**What is expected**
Across the data below, count every line where the string "light" appears. Answer with the number alone.

**Recorded data**

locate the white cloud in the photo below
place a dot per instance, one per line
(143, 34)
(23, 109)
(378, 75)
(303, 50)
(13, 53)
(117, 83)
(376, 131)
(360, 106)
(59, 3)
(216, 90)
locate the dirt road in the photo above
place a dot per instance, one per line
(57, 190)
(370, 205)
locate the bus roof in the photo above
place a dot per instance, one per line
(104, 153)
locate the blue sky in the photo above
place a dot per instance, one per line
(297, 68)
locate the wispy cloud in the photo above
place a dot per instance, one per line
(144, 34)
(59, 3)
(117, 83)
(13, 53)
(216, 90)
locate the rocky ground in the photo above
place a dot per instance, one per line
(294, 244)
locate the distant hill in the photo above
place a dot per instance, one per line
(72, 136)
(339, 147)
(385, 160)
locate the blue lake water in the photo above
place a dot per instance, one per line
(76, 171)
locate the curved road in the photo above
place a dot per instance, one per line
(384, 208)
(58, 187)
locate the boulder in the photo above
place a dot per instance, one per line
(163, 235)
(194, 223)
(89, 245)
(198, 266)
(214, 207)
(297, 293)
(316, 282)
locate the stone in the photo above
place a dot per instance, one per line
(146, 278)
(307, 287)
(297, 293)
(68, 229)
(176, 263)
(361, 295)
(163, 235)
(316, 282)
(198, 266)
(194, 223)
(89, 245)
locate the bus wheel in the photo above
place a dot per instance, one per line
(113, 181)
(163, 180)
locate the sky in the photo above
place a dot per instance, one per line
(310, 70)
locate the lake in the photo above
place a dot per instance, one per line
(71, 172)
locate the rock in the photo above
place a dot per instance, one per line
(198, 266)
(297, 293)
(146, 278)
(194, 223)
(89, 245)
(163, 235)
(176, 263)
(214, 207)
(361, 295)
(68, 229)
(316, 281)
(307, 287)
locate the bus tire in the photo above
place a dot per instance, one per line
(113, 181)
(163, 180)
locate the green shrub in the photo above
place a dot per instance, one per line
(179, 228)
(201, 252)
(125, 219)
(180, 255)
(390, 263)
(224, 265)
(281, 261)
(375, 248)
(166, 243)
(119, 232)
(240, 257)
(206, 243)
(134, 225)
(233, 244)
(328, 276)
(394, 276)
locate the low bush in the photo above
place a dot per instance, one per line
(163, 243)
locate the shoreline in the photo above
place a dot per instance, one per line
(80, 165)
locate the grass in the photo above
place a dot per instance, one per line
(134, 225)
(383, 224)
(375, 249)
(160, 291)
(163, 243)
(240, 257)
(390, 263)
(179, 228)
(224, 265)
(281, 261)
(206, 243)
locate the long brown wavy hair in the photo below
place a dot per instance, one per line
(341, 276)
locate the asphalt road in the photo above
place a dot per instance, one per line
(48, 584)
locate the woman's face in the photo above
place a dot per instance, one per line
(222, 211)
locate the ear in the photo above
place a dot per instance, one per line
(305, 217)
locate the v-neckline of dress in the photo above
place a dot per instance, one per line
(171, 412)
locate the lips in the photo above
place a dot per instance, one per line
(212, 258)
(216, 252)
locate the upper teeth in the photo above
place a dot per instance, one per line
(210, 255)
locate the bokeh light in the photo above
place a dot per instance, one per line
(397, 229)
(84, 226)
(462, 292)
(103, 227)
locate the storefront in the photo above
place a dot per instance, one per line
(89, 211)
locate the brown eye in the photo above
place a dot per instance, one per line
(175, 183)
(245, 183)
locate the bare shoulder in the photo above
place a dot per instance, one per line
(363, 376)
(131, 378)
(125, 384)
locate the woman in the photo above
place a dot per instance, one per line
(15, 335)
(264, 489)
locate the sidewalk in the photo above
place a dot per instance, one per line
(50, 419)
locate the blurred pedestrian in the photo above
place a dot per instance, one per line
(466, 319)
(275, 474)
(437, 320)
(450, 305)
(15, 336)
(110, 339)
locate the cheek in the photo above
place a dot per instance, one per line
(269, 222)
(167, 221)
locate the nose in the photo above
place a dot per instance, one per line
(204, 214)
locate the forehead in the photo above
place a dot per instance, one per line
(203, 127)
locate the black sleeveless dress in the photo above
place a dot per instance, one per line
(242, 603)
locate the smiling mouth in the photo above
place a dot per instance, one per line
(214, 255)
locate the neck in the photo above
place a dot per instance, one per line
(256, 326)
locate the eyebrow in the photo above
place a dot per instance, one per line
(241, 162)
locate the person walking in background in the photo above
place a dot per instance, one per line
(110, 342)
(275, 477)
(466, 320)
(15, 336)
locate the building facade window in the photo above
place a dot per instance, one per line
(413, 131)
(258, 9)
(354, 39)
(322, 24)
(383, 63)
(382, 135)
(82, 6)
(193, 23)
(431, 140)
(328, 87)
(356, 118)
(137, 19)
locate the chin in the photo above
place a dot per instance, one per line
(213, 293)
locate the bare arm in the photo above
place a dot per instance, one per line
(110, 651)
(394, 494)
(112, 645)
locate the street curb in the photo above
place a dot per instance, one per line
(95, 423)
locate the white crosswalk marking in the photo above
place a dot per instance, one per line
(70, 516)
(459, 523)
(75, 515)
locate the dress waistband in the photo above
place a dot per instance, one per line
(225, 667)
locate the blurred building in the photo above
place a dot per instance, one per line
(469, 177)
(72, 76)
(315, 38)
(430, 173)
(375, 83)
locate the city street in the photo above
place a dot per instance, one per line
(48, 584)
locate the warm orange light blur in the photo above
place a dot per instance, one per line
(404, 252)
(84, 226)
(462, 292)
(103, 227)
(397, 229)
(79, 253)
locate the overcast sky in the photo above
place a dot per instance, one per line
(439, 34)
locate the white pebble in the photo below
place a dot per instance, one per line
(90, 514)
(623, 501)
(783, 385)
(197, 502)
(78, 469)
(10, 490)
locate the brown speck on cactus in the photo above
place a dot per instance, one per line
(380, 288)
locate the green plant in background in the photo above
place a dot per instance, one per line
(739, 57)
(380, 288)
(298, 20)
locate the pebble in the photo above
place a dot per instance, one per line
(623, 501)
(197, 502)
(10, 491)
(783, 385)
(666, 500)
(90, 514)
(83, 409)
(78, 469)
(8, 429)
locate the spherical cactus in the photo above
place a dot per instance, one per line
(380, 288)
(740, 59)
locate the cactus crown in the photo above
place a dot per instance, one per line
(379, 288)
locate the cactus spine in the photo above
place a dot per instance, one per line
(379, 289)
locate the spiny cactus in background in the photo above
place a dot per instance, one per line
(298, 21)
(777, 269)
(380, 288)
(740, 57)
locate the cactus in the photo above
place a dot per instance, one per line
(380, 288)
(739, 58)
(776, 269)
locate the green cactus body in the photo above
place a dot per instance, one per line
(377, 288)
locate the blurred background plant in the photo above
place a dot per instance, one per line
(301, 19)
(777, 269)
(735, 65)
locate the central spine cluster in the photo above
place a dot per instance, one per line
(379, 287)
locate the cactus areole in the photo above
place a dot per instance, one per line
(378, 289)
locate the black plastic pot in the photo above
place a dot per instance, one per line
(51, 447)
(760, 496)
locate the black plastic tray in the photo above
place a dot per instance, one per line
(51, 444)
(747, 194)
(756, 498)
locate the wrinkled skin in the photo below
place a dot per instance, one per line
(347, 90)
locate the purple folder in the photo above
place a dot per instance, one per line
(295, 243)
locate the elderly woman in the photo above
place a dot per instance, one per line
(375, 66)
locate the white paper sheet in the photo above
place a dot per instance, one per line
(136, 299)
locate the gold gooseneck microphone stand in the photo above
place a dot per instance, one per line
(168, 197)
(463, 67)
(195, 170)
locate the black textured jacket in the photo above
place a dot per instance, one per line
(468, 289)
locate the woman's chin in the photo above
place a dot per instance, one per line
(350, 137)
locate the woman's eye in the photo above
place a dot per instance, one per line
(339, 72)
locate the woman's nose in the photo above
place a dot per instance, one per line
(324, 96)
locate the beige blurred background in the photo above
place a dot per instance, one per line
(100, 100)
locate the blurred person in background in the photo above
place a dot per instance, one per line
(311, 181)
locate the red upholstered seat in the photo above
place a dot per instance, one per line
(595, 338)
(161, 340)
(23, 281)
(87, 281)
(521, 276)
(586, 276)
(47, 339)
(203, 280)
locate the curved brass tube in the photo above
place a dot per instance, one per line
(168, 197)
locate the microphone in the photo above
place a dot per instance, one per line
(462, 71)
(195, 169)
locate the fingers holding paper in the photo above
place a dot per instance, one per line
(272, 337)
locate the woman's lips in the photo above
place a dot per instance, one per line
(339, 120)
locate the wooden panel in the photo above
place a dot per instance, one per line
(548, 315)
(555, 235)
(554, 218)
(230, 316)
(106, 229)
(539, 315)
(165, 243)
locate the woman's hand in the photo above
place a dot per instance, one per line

**Answer space**
2